* **WHAT THE TASK ASKS**
All of the data is to be printed again exactly as it appears.

* **RECORDS PROVIDED**
------------------------------

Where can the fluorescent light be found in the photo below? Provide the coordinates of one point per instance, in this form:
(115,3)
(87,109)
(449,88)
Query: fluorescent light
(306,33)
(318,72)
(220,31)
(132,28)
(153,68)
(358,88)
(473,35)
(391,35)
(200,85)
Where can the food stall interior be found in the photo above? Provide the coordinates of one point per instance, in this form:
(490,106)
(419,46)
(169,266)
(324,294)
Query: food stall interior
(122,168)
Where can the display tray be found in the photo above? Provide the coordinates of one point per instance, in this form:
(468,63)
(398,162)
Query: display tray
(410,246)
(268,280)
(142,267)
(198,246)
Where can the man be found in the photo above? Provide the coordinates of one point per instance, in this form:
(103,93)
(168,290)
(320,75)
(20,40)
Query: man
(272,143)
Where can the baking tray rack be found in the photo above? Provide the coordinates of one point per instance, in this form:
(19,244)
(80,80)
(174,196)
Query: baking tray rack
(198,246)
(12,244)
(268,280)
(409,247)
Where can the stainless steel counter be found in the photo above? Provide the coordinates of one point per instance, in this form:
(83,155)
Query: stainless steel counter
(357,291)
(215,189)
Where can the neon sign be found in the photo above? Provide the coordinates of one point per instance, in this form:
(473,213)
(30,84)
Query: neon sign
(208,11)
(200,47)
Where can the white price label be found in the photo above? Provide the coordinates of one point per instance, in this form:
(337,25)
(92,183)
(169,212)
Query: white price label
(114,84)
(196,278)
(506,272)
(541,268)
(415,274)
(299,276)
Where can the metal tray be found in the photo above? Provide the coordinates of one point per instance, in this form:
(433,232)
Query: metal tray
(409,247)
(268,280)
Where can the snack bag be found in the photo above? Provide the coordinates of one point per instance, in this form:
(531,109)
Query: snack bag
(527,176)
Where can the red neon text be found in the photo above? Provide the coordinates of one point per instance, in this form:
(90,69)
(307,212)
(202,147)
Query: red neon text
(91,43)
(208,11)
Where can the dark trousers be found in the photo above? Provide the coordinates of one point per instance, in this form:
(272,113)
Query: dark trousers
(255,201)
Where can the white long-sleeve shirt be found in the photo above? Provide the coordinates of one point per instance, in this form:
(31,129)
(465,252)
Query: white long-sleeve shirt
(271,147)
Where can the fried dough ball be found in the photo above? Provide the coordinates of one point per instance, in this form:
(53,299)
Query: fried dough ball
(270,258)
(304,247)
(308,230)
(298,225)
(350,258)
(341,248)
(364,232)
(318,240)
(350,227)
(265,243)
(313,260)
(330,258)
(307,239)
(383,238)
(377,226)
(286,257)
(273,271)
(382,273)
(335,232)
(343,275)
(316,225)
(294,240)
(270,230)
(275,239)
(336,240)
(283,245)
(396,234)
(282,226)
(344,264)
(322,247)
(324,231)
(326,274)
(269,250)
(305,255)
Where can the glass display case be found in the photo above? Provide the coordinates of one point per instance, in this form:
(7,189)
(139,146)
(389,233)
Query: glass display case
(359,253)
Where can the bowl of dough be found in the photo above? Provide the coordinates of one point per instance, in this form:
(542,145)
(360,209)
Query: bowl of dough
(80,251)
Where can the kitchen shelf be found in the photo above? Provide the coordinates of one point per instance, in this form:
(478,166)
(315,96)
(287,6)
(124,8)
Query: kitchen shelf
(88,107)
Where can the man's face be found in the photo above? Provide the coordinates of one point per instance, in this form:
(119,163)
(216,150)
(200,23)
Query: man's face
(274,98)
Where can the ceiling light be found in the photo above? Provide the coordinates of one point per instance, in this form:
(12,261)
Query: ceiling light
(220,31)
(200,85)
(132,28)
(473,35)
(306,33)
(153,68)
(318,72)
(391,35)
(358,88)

------------------------------

* **PROBLEM SOLUTION**
Where can the fluorescent light be found in the photo below? Provide the coordinates of one point per instance, in this form:
(115,3)
(87,109)
(449,88)
Query: fluorescent light
(306,33)
(318,72)
(220,31)
(132,28)
(153,68)
(358,88)
(473,35)
(391,35)
(200,85)
Where can the food stall interior be found in the photo above? Provide the coordinates of one point per instance, in this form:
(490,106)
(419,46)
(169,266)
(324,294)
Query: food stall interior
(122,168)
Where can the display tray be found in the photo above? Provide the coordinates of one point per instance, in this form:
(468,63)
(398,162)
Query: display tray
(410,246)
(268,280)
(142,267)
(198,246)
Where can the man be found in the photo above? Provide the coordinates of one point per instance, in this form:
(103,93)
(168,290)
(320,75)
(20,40)
Query: man
(272,143)
Where can the baking tray rack be found in the photo above? Provide the coordinates of one point per instance, in this form:
(19,244)
(80,80)
(174,196)
Query: baking tray rack
(198,246)
(12,244)
(268,280)
(409,247)
Where can the stainless steel counter be found in the photo above? Provide the coordinates of one point per instance, in this form:
(83,155)
Query: stainless steel counter
(357,291)
(215,189)
Where can the neon sign be found in the photo above? Provide the coordinates of one point per instance, in this form:
(473,213)
(30,84)
Query: neon sign
(208,11)
(200,47)
Where can the white price label be found in the photo above? Provide the coordinates of one point per instance, in this form:
(337,25)
(92,183)
(169,212)
Query: white price label
(114,84)
(196,278)
(506,272)
(541,268)
(415,274)
(299,276)
Where can the metal tray be found in the photo above? Provide the coordinates of one point per instance, in this form:
(433,232)
Query: metal tray
(409,247)
(268,280)
Where can the snack bag be found in the photo above? Provide the coordinates of one point per instance, in this form:
(531,109)
Query: snack bag
(527,176)
Where can the red neon text be found in the photo above? Provide the coordinates of one point per instance, in this form:
(90,69)
(307,212)
(202,147)
Query: red neon text
(91,43)
(208,11)
Where can the dark trousers be found in the photo above? Provide the coordinates of one point per instance, in this form:
(272,113)
Query: dark trousers
(255,201)
Where can the white long-sleeve shirt be found in the photo above? Provide the coordinates of one point per instance, in this form:
(31,129)
(465,252)
Query: white long-sleeve shirt
(271,147)
Where can the fried dough ball be found in the photo above? Provide the coordinates of one point per instance, in this form:
(53,299)
Query: fried dough ball
(270,258)
(304,247)
(308,230)
(298,225)
(350,258)
(341,248)
(364,232)
(318,240)
(350,227)
(265,243)
(313,260)
(330,258)
(307,239)
(383,238)
(377,226)
(286,257)
(273,271)
(382,273)
(335,232)
(343,275)
(316,225)
(294,240)
(270,230)
(275,239)
(336,240)
(283,245)
(396,234)
(282,226)
(344,264)
(322,247)
(324,231)
(326,274)
(269,250)
(305,255)
Where can the glass display case be found in the photo above? Provide the coordinates of one point per instance, in this form:
(7,189)
(139,146)
(389,233)
Query: glass display case
(359,253)
Where can the bowl of dough be found in the photo above? Provide the coordinates of one point per instance, in this form:
(542,145)
(360,209)
Query: bowl of dough
(80,251)
Where can the kitchen shelf be found in the photo above? Provide the coordinates of one point per instance, in this form:
(478,166)
(315,96)
(287,6)
(124,8)
Query: kitchen shelf
(88,107)
Where can the man's face be found in the photo above? Provide the coordinates of one point per instance, in this form:
(119,163)
(216,150)
(200,23)
Query: man's face
(274,98)
Where can the ceiling light be found in the photo above? Provide the coordinates of one point per instance, in this form:
(12,261)
Query: ceiling light
(220,31)
(200,85)
(132,28)
(473,35)
(306,33)
(153,68)
(318,72)
(391,35)
(358,88)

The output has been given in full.